▶ **Action item**
All of the data is to be set down again without alteration.

Referring expression data
::::::

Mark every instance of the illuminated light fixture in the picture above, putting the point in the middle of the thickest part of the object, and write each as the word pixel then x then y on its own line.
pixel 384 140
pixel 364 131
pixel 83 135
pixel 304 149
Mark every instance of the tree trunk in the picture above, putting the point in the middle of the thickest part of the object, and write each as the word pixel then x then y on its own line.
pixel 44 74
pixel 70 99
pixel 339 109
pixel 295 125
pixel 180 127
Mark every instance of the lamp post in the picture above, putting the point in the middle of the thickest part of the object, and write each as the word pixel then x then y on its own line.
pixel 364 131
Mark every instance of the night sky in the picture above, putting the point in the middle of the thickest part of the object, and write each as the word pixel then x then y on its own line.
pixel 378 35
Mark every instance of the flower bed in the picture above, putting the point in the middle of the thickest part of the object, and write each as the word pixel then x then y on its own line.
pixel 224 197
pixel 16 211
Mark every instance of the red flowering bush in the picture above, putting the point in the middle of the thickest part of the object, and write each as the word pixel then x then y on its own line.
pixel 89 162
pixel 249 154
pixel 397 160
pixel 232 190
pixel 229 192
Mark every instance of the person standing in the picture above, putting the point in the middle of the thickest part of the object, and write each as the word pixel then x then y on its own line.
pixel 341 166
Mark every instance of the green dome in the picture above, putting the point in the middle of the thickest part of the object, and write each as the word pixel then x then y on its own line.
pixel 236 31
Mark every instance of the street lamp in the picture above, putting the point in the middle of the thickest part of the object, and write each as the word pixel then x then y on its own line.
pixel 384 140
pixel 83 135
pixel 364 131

::::::

▶ **Written answer**
Mark every instance of the illuminated light fixture in the picture above, putting the point in the middle of the thickest part of the object, and write each as the word pixel then x then y on its own line.
pixel 384 140
pixel 364 131
pixel 83 135
pixel 304 149
Mark every instance of the tree trunk in the picture above, putting the point in the middle of the thickest part of the object, and write each as the word pixel then x then y on its own line.
pixel 44 74
pixel 70 99
pixel 339 109
pixel 295 125
pixel 180 127
Mark every instance of the lamp post in the picture above, putting the point in the middle of the thickest part of the object, and write each as the word pixel then x then y on its own line.
pixel 364 131
Mark every instance of the night sky in the picture above, putting the point in the middle of the thickest part of the object, and write each as the word pixel then x then y on its own line.
pixel 378 35
Mark every instance of the flower bed in the picture above, putting the point in the middle of the thickest part of the object, and write each as the word pixel then x then y on its own line.
pixel 224 197
pixel 16 211
Mark every instance of the red flowering bush in the picture above, putting the point in the middle of the thickest part of the object, and write each as the word pixel then x then y on its own line.
pixel 89 162
pixel 249 154
pixel 397 160
pixel 232 190
pixel 229 192
Mark every instance of the person standing in the picture above, putting the point in the middle of the thickest part of the object, and write each as the word pixel then x then y on its own line.
pixel 341 166
Mark every instance of the green dome in the picture above, putting the point in the middle of the thickest part of the object, and write each as the word pixel then x then y on its own line.
pixel 236 31
Mark every instance of the street lamp in the picture above, putting the point in the middle of the thickest part of the object, and write each as the word pixel then x then y on its own line.
pixel 384 140
pixel 83 135
pixel 364 131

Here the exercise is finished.